## [AUFGABEN]
1: Extrahieren Sie aus dem Text über den Roman „Der Überläufer“ wortgetreu die Passage, die mit „Thema und Sprache“ beginnt und mit „und Würde verlieren.“ endet.
2: Schreiben Sie den Text über den Roman „Der Überläufer“ im Anschluss an seinen letzten Satz weiter.

## [AUSGEWÄHLTER TEXT]
_____

Die Neuentdeckung eines Buches, das zunächst nicht erscheinen durfte:

Der Überläufer“ von Siegfried Lenz

 

Klaus Philipp Mertens

 

Frankfurt am Main (Weltexpresso) - Siegfried Lenz‘ Roman „Der Überläufer“ erscheint erst 65 Jahre nach Abschluss des Manuskripts. Weil der Verlag die Marktchancen dieser Erzählung falsch einschätzte. Unmittelbar nach der Kapitulation des NS-Staats wäre das Thema nach Auffassung des damaligen Lektors noch akzeptiert worden. 1951 aber befand sich das westliche Deutschland erneut in einem antikommunistischen Feldzug, der von der Führungsmacht USA als Kampf um die Freiheit etikettiert wurde.

 

Da passte die Geschichte eines deutschen Soldaten, der im letzten Jahr des Zweiten Weltkriegs desertiert war und sich der Roten Armee angeschlossen hatte, nicht mehr ins Bild. Jetzt, mehr als ein Jahr nach Siegfried Lenz‘ Tod, ist das Manuskript den Nachlassverwaltern aufgefallen, die es mit ausführlichen editorischen Anmerkungen versehen veröffentlichten.

 

Thema und Sprache des „Überläufers“ sind vergleichbar mit Heinrich Bölls eindrucksvollem Antikriegs-Roman „Der Zug war pünktlich“. Authentisch und ergreifend wird über den Vernichtungskrieg der Wehrmacht im Osten berichtet. Und über Menschen und Zivilisten, die mit jedem Tag, den diese Gefechte andauern, ein Stück von ihrer Menschlichkeit und Würde verlieren.

 

Der Soldat Walter Proska befindet sich in einem Militärzug, der ihn nach einem kurzen Urlaub im heimatlichen Masuren an die Front im südöstlichen Polen zurückbringt. Bei einem Zwischenhalt ermöglicht er einer jungen Frau die Mitfahrt zum nächsten Ort, obwohl das streng verboten ist. Doch Wanda, so heißt das Mädchen, ist attraktiv, es spricht Deutsch und Proska verspürt seit langem wieder ein Gefühl für das normale Leben, das er seit fünf Jahren nicht mehr führen kann, nicht mehr führen darf.

_____

[Datensätze zur Punktannotation]
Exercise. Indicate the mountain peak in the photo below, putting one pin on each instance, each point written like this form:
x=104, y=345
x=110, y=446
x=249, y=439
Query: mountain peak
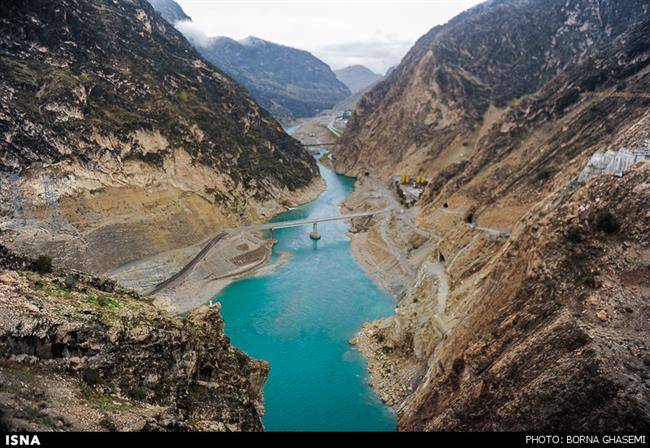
x=170, y=10
x=357, y=77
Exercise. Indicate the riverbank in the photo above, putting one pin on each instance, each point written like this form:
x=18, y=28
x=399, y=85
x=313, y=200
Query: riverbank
x=300, y=318
x=232, y=258
x=393, y=250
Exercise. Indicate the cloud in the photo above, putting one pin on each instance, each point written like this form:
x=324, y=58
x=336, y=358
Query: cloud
x=192, y=32
x=376, y=54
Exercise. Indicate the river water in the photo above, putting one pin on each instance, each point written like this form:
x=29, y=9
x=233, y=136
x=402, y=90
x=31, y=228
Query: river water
x=300, y=318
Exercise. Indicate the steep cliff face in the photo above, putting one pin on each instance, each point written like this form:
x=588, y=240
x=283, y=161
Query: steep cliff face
x=78, y=353
x=556, y=336
x=520, y=309
x=119, y=140
x=288, y=82
x=457, y=80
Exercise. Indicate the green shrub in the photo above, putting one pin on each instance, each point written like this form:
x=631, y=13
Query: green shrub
x=607, y=222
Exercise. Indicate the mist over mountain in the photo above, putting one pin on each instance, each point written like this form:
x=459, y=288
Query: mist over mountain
x=288, y=82
x=357, y=77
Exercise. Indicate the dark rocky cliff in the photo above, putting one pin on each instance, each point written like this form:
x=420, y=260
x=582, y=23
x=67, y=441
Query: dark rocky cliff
x=72, y=69
x=457, y=79
x=544, y=324
x=120, y=141
x=170, y=10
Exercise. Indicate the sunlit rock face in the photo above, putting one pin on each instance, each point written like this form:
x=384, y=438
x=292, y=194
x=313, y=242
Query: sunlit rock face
x=120, y=140
x=457, y=80
x=502, y=109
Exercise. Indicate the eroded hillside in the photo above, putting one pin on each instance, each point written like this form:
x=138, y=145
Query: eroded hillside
x=79, y=353
x=459, y=78
x=120, y=141
x=522, y=300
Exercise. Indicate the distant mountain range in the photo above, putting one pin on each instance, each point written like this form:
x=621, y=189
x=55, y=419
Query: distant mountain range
x=357, y=77
x=288, y=82
x=170, y=10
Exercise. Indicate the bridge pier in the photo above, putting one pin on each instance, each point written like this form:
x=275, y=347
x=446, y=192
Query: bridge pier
x=314, y=235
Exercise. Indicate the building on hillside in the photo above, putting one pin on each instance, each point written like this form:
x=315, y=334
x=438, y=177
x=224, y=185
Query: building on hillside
x=614, y=162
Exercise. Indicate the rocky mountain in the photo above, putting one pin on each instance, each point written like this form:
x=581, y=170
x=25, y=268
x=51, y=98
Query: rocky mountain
x=120, y=141
x=288, y=82
x=459, y=77
x=521, y=294
x=357, y=77
x=170, y=10
x=78, y=353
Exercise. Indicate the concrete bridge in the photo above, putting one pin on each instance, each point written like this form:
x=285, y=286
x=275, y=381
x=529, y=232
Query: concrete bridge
x=302, y=222
x=257, y=228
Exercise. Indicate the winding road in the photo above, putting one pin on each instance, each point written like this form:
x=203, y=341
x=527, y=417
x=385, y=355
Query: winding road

_____

## [ANTWORTEN JE AUFGABE]
1:
Thema und Sprache des „Überläufers“ sind vergleichbar mit Heinrich Bölls eindrucksvollem Antikriegs-Roman „Der Zug war pünktlich“. Authentisch und ergreifend wird über den Vernichtungskrieg der Wehrmacht im Osten berichtet. Und über Menschen und Zivilisten, die mit jedem Tag, den diese Gefechte andauern, ein Stück von ihrer Menschlichkeit und Würde verlieren.

2:
Bei einer Kontrolle durch die Feldjäger drängt er Wanda hinaus auf die Gleisböschung, um sie vor dem Zugriff zu schützen. Als die Gendarmen den Zug verlassen haben, öffnet Proska die Abteiltür und möchte Wanda wieder hereinlassen. Doch die ist verschwunden.

 

Wenig später läuft der Zug auf eine Mine und wird zerstört, aber Proska überlebt. Eine versprengte deutsche Einheit nimmt ihn auf. Mitten im Partisanengebiet wird versucht, militärische Normalität zu leben. Aber keiner glaubt mehr an den Sinn der Unternehmungen. Es wird auf alles und jeden geschossen und schließlich wird auch dieser Haufen aufgerieben - bis auf Walter Proska. Der sieht sich plötzlich der Roten Armee gegenüber und auch Wanda, die sich als Partisanin entpuppt.

 

Der Deutsche folgt seiner Liebe und der Einsicht, am Ende für die Sache der Überfallenen Partei ergreifen zu müssen - auch, um selbst überleben zu können. Sechs Jahre später, er lebt an einem nicht genannten Ort in Westdeutschland, erinnert er sich dieses letzten Kriegsjahres und wird von Schuldgefühlen geplagt.

 

Lenz zweiter Roman (nach: „Es waren Habichte in der Luft“) vermittelt die Atmosphäre, die jeweils am Ende des Kriegs und während der ersten Jahre der Bundesrepublik weithin herrschte. Sprachgewaltig, weil ungekünstelt und bis ins Detail präzise, entsteht mit jedem Kapitel der Rückblick auf eine Zeit, die im individuellen und im kollektiven Gedächtnis nicht mehr erinnerungswürdig war. Weil sie der Begründung einer neuen Verlogenheit im Wege stand.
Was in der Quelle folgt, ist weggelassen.